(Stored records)
=== Section Start ===

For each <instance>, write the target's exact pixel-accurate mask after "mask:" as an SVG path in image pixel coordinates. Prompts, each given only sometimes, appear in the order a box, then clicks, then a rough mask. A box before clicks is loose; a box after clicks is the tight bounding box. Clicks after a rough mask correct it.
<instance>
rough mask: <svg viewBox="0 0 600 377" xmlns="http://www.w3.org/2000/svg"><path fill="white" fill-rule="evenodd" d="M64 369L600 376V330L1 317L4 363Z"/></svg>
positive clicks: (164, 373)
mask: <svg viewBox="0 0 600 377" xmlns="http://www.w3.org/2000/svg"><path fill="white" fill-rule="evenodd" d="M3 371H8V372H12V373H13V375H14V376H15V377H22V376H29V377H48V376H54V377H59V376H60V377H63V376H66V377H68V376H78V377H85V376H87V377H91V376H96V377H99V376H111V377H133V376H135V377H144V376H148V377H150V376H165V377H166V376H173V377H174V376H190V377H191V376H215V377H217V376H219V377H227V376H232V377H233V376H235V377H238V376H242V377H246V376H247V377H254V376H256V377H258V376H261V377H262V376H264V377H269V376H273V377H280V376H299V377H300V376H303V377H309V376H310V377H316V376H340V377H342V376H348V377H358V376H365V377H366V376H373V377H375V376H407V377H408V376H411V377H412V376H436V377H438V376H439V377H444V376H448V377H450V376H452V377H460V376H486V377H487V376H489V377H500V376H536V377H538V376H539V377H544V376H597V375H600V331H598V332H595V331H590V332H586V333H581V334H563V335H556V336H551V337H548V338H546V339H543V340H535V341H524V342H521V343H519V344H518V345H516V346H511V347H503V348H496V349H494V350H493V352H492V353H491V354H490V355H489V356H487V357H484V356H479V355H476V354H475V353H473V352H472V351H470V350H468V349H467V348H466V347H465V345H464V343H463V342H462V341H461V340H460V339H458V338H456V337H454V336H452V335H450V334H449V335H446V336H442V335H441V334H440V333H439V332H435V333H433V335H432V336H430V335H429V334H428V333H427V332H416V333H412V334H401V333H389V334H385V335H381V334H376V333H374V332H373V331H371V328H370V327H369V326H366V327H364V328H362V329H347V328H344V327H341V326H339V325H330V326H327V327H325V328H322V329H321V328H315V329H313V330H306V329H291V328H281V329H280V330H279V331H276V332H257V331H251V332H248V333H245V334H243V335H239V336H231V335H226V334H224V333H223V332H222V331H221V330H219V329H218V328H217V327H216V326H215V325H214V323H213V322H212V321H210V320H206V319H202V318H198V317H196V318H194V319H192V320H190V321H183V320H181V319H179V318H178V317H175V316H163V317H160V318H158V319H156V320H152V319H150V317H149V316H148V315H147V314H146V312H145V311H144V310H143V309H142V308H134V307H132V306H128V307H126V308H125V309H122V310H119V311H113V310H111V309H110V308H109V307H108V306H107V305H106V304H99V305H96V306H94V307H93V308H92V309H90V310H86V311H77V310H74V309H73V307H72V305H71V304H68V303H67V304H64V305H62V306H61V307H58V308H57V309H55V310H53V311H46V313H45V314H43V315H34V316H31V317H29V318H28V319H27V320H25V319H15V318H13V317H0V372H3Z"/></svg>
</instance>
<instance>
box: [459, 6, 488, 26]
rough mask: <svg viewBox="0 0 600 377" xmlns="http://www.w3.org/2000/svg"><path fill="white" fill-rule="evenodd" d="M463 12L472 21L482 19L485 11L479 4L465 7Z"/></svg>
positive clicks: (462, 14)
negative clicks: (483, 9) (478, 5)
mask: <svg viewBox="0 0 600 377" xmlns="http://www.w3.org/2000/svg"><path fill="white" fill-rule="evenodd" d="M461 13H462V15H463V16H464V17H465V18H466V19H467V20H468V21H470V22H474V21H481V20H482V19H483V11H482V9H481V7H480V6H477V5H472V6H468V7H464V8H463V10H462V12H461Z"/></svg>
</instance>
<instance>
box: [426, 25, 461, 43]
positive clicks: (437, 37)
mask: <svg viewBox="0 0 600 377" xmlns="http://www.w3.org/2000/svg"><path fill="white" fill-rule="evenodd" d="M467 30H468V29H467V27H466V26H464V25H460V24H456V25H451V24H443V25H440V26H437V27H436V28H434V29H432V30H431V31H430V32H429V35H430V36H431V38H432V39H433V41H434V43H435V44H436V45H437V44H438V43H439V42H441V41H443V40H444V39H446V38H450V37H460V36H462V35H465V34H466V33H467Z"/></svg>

=== Section End ===

Here the output must be the lines above from the line with "negative clicks: (483, 9) (478, 5)" to the line with "box: [426, 25, 461, 43]", both included, duplicated word for word and nothing else.

negative clicks: (483, 9) (478, 5)
mask: <svg viewBox="0 0 600 377" xmlns="http://www.w3.org/2000/svg"><path fill="white" fill-rule="evenodd" d="M461 13H462V15H463V16H464V17H465V18H466V19H467V20H468V21H470V22H474V21H481V20H482V19H483V11H482V9H481V7H480V6H477V5H472V6H468V7H464V8H463V10H462V12H461Z"/></svg>
</instance>
<instance>
box: [426, 25, 461, 43]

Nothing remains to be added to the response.